* **REQUIREMENT 1**
Reproduce the blog post word for word from "Can you guess" up to and including "jobs a year.".
* **REQUIREMENT 2**
Write the next part of the blog post on beauty around the world, picking up after its final sentence.

* **TEXT SHOWN**
================

Sunday, November 23, 2008


Well folks, I've been to hell and back. Well, maybe. Long story. Depression. Anxiety. Hormones. NO sleep. Bad stuff. Anyway, back to the blog. Oh, and thanks to all of you who have left comments while I've been "gone." I'm sorry I have not yet had a chance to reply to them yet.

Recently, I've come to wear the scarf loosey goosey style. The kind of oblong on top of head, wrapped around neck, maybe neck or "bangs" showing. And one day I went to the mall without it on at all. I felt more at ease, confident, and friendly. Still, for the most part, I feel comfortable with a scarf on my head, "Benazir Bhutto Style," as my husband calls it. It's the the kind of scarf wearing that would lead the UMMAH FILMS guy to get up in my face and say, "Um...That's not hijab." And then that would lead me to punch him in the chest. Just kidding. I'd say, "please move out of my way." And that would mean all sorts of things.

Anyhoo...I saw this episode of the Oprah show which "discussed" in general, what BEAUTY means across the world. Here are some highlights:

In the Middle Eastern country Oman, women turn to nature as their source of beauty. Hashima, an Omani, says women like to put dried rose petals into boiling water and rinse their hair with it. "This gives the hair a very fine smell of a rose," she says.

Omanis even have an all-natural approach to dental hygiene. "The miswak stick is brushed on the teeth like a toothbrush," Hashima says. "It reacts with the human spit and gives an orange color to the lips."

Hashima says the more color a fabric or piece of jewelry has, the more beautiful it is. However, the brightly colored dresses are often covered by a cloak like wrap called an abaya. "This is to cover up the woman's body, and it covers also if you had a bad hair day," she says.

While it's not mandatory in Oman, some women also wear a burqa, which veils the face. "It's used as a sign of beauty," she says. "It's supposed to make your eyes look really sexy."

Can you guess which country has been dubbed "the nose job capital of the world"? It's not image-conscious Brazil or even the United States. It's Iran—the conservative Muslim country with seemingly endless contradictions. In a place where women cover most of their bodies, business is booming for plastic surgeons—they're performing an estimated 60,000 nose jobs a year.

While plastic surgery is kept hush-hush in many places, Iranian women like Naeimeh and Sahar are eager to talk openly about the procedure. "Here in Iran, women do have to cover their hair and the most beautiful part of their body," Naeimeh says. "They have to reveal their beauty out from a place which everybody can observe, which is the face."

================

* **RECORDS**

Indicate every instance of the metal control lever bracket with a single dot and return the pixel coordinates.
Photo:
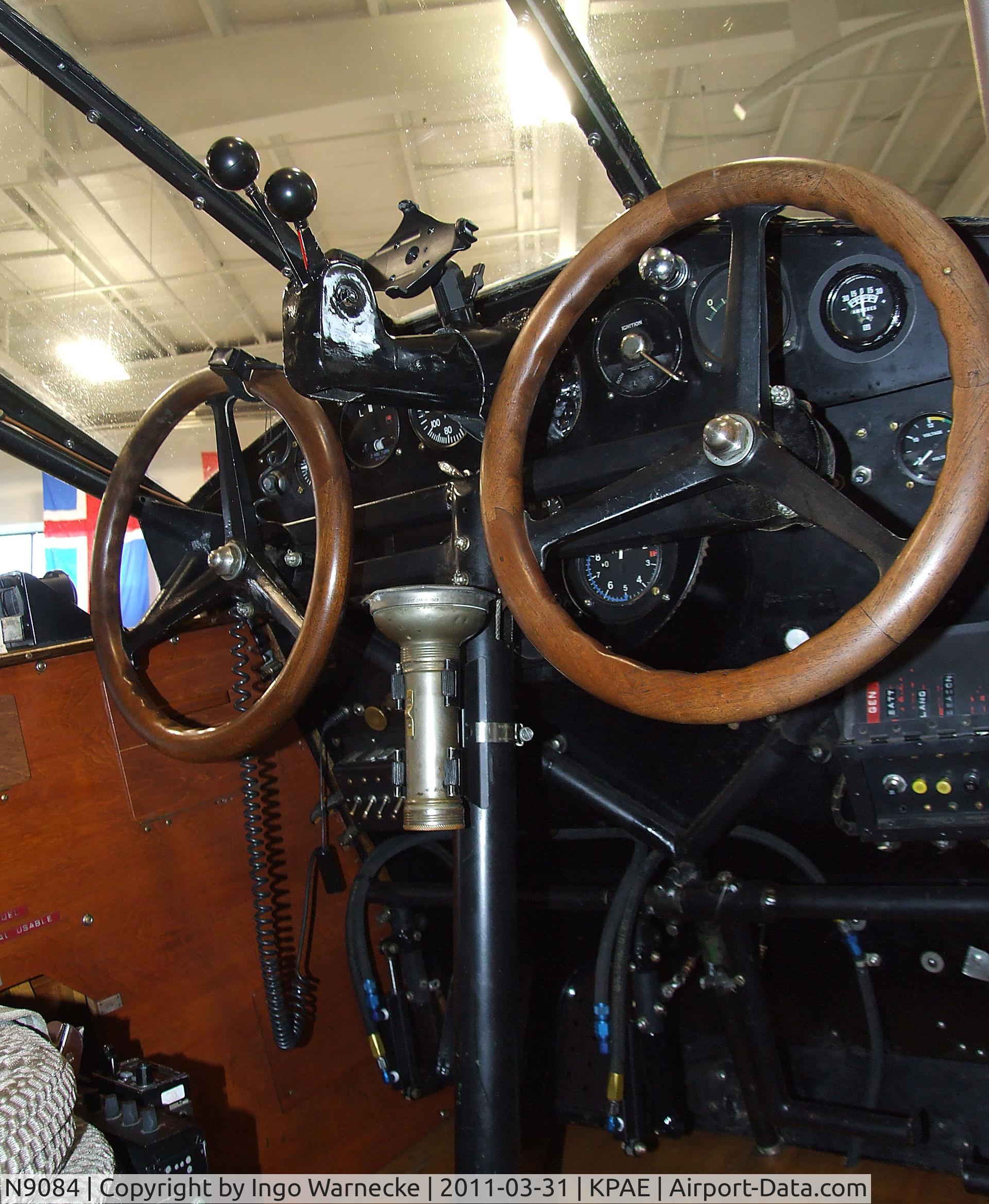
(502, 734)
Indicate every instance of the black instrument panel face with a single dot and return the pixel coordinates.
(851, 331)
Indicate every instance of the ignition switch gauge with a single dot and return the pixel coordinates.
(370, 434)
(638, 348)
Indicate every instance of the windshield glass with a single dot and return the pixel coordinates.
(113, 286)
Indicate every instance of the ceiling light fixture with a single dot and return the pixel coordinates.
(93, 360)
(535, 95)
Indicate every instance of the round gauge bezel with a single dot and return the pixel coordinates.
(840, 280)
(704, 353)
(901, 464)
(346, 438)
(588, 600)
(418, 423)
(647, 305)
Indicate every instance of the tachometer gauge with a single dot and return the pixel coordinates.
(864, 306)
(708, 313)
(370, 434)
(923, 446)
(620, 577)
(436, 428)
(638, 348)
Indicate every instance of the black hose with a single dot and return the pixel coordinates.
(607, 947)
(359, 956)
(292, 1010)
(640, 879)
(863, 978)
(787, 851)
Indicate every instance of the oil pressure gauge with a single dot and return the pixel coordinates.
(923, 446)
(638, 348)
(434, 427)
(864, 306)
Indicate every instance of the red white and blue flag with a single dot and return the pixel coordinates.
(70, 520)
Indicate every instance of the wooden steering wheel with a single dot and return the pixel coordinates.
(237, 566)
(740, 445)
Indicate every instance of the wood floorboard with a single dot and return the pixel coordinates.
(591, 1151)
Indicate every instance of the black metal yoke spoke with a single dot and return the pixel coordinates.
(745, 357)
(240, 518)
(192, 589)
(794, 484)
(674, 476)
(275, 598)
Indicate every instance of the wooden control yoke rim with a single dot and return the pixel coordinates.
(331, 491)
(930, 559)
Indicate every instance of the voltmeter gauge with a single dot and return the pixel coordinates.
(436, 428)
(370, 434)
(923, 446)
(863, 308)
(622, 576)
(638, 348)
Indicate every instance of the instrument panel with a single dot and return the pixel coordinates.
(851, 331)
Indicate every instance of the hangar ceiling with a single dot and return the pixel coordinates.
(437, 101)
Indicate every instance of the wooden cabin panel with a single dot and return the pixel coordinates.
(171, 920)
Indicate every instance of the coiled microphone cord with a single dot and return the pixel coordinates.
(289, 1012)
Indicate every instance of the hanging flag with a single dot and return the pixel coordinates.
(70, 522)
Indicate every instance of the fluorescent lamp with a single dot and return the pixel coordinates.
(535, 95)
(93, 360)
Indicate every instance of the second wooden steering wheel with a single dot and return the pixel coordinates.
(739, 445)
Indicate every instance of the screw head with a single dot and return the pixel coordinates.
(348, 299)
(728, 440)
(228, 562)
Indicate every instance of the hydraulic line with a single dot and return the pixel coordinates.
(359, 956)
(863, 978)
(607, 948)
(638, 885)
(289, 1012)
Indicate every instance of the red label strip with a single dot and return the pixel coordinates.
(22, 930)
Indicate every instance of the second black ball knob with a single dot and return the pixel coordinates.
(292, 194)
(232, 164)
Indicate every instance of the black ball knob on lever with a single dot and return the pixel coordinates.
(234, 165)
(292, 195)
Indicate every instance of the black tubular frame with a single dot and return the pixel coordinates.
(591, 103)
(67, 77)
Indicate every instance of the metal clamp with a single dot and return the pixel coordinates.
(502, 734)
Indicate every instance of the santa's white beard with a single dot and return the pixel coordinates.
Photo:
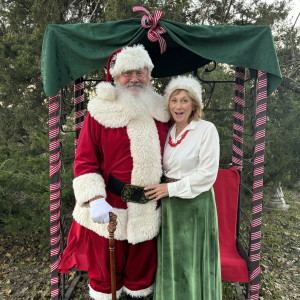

================

* **ANSWER 1**
Can you guess which country has been dubbed "the nose job capital of the world"? It's not image-conscious Brazil or even the United States. It's Iran—the conservative Muslim country with seemingly endless contradictions. In a place where women cover most of their bodies, business is booming for plastic surgeons—they're performing an estimated 60,000 nose jobs a year.

* **ANSWER 2**
After surgery, nose bandages are worn openly like badges of honor. Sahar says the surgery is so expensive in Iran, women see the bandage as a status symbol. "I had a friend who had a nose job, and she kept the bandage, if I'm not wrong, after two years on her nose just to show everybody that she had nose job," Sahar says. Pharmacists in Iran say nose jobs are so desirable, people who haven't had the operation still buy tape for their noses.

In the United States and many countries around the world, thin is the standard when it comes to beauty. But in a West African country halfway around the world, bigger is definitely better. Mauritania is a desert oasis that sits on the northwest coast of Africa. Here, a woman's beauty is revered—but thin isn't in. In Mauritania, plump is sexy!

While it might sound nice to throw dieting out the window, it's not all pleasant. For generations, young girls were subjected to the practice of gavage—or force feeding—in order to fatten them up and make them more desirable. In Mauritania, many say the more you weigh, the better chances of you have of finding a husband.

Although force feeding is now frowned upon by the government, old habits die hard in remote areas of the country. Some young girls spend hours each day in the stifling heat, forced to stuff themselves with couscous and high-fat camel's milk. Vomiting only leads to another helping of food.

Even in Mauritania's more progressive cities, some women are willing to do anything for a fuller figure, including buying black-market drugs meant for animals.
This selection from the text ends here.